Selasa, 29 Januari 2019

Jalan-Jalan ke Candi Gunung Wukir

Kompleks Candi Gunung Wukir


Minggu lalu, tepatnya pada pertengahan Bulan Januari 2019, aku pergi jalan-jalan dengan motorku. Awalnya, aku hendak pergi ke Jembatan Mbeling untuk hunting foto kereta api. Tapi saat keluar dari indomaret untuk beli minuman kopi kemasan kotak, aku berubah pikiran. Aku memutuskan untuk pergi ke sebuah candi.

Satu tahun yang lalu, sebenarnya aku sempat hampir ke candi itu. Tapi saat sudah dekat aku mengurungkan niat karena aku harus melanjutkan dengan berjalan kaki. Padahal waktu itu hari telah sore.  

Kini aku berkesempatan mengunjungi candi itu lagi. Waktu itu hari masih pagi menjelang siang. Jalan-jalan yang kulewati begitu lancar. Sebelum ke candi, aku mampir dulu ke sebuah jembatan gantung. Nama jembatan itu “Jembatan Gantung Duwet”. Letaknya berada di perbatasan Kabupaten Magelang yang masuk Provinsi Jawa Tengah dengan Kabupaten Kulonprogo yang masuk Provinsi Daerah Istimewa Yogyakarta.
Jembatan Gantung Duwer

Aku menyeberangi jembatan itu dari sisi satu ke sisi lainnya dan kemudian balik lagi ke sisi semula. Sekilas memang tampak seperti orang kurang kerjaan. Setelah itu aku melanjutkan perjalanan.

Aku kembali mampir di suatu tempat. Kali ini sebuah bendungan. Aku lupa nama bendungannya. Di sini aku melihat derasnya aliran Kali Progo yang di tempat ini begitu luas. Melihat air yang jatuh begitu deras di bendungan mengingatkanku pada Air Terjun Niagara. Tentu terlalu berlebihan bila bendungan ini dibandingkan dengan air terjun Niagara. Hanya saja saat itu debit air begitu tinggi sehingga saat air jatuh dari bagian atas ke bagian bawah bendungan, suara gemuruhnya terdengar begitu menakutkan. Bagaimana bila aku terpeleset dan kemudian jatuh di tengah air yang mengalir deras itu? memikirkannya membuatku menjadi sangat merinding.

Butir pelabelan wilayah:
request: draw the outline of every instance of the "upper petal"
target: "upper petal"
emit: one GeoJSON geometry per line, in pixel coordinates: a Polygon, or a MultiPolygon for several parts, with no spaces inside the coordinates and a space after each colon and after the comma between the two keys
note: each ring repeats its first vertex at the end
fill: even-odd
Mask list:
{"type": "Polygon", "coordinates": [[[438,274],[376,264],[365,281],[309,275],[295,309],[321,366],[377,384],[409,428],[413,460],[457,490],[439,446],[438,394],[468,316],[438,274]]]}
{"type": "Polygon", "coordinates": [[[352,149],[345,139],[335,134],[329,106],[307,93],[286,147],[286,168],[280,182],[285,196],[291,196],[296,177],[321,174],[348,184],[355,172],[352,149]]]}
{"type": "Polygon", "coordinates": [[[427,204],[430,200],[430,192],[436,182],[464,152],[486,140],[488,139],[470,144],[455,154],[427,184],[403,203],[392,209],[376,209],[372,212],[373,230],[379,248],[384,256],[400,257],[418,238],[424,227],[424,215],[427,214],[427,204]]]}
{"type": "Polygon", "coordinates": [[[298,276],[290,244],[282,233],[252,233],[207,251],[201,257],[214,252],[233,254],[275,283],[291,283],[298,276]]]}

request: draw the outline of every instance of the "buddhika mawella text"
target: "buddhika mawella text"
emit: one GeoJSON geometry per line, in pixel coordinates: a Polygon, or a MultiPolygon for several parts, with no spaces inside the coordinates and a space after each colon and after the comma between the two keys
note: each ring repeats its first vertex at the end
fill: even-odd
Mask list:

- Deskripsi Tugas:
Teruskan cerita perjalanan ke Candi Gunung Wukir dari titik terakhirnya, dimulai setelah kalimat penutup yang tercantum.

- Jawaban Tertulis:
Bendungan Kali Progo

Air di Kali Progo mengalir dari utara ke selatan, membawa benda-benda tak berdaya hanyut bersama alirannya. Ada kulit buah kelapa, ranting pohon, botol bekas, dan ada pula sandal bekas. Semua benda-benda itu mungkin sudah tak terpakai lagi dan dibuang di kali begitu saja. Atau mungkin saja benda-benda itu jatuh secara tidak sengaja.

Setelah dari bendungan, aku kemudian pergi menuju candi. Setahun berlalu, aku lupa nama candinya. Tapi aku masih ingat jalan menuju ke candi itu.

Setelah sekitar dua kilometer melewati Pasar Ngluwar, aku akhirnya menemukan plang menuju candi itu. Setelah membaca plang itu, aku baru ingat nama candinya. Nama candi itu, “Candi Gunung Wukir”. Namanya hampir tak berbekas dalam ingatanku. Mungkin karena lama sekali aku begitu sibuk memikirkan skripsi jadi nama candi itu kulupakan.

Aku berbelok mengikuti arah plang itu. Plang itu mengarahkanku menuju perkampungan di mana jalannya kecil dan tidak beraspal. Akhirnya aku sampai di sebuah halaman rumah milik penduduk setempat. Plang itu mengarah ke tempat itu, tapi di sana aku tidak menemukan candi. Ya, di sinilah tempat di mana aku harus mulai berjalan kaki menuju candi.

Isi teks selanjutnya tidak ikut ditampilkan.